BEGIN MATERIAL TO PROCESS
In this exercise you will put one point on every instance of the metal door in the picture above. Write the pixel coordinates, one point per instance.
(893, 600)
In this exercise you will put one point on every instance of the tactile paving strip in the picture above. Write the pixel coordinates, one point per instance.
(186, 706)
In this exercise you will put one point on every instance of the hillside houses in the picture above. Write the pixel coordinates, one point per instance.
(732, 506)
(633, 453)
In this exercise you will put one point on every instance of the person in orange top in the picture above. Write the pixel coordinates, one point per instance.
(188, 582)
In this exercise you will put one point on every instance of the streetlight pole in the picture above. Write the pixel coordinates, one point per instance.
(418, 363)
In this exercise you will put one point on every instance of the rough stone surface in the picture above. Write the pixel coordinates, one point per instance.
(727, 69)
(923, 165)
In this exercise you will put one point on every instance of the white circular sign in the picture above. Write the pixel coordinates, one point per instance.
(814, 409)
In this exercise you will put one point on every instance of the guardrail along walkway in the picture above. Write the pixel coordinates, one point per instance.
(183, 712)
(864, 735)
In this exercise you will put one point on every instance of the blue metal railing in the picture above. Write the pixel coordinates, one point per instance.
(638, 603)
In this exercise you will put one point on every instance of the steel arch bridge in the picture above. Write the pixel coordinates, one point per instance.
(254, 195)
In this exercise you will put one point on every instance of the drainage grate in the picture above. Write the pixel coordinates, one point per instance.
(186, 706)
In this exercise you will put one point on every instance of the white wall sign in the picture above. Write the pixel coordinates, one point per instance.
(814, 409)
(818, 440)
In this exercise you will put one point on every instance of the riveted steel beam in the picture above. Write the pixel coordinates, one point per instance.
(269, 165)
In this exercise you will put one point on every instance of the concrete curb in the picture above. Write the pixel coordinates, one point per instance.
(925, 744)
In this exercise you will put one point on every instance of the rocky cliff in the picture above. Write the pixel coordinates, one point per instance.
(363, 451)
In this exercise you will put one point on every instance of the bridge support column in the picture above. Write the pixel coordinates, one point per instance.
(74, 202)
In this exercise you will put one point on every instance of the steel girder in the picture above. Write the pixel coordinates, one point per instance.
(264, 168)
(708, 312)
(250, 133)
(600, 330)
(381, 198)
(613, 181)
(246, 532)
END MATERIAL TO PROCESS
BEGIN MATERIAL TO PROCESS
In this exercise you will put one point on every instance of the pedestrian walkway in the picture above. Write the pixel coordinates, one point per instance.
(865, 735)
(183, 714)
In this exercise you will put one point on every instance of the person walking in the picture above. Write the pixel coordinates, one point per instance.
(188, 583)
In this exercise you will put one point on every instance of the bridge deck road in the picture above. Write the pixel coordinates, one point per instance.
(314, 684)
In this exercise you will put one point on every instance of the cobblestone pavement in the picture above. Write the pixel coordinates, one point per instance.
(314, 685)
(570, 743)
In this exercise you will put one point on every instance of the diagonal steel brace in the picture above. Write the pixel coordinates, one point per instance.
END MATERIAL TO PROCESS
### GOAL
Rewrite the rows between the line holding "the bridge deck" and the line holding "of the diagonal", inclusive, as a numbered list, leaving out any blank lines.

### RESULT OF THE TASK
1. In this exercise you will put one point on every instance of the bridge deck road in the picture above. Write the pixel coordinates, one point per instance.
2. (314, 684)
3. In this exercise you will put one point on every instance of the cobblestone pavement in the picture above. Write the pixel coordinates, one point per instance.
4. (314, 685)
5. (570, 743)
6. In this exercise you will put one point on every instance of the diagonal steel brace in the picture above. Write the pixel coordinates, one point per instance.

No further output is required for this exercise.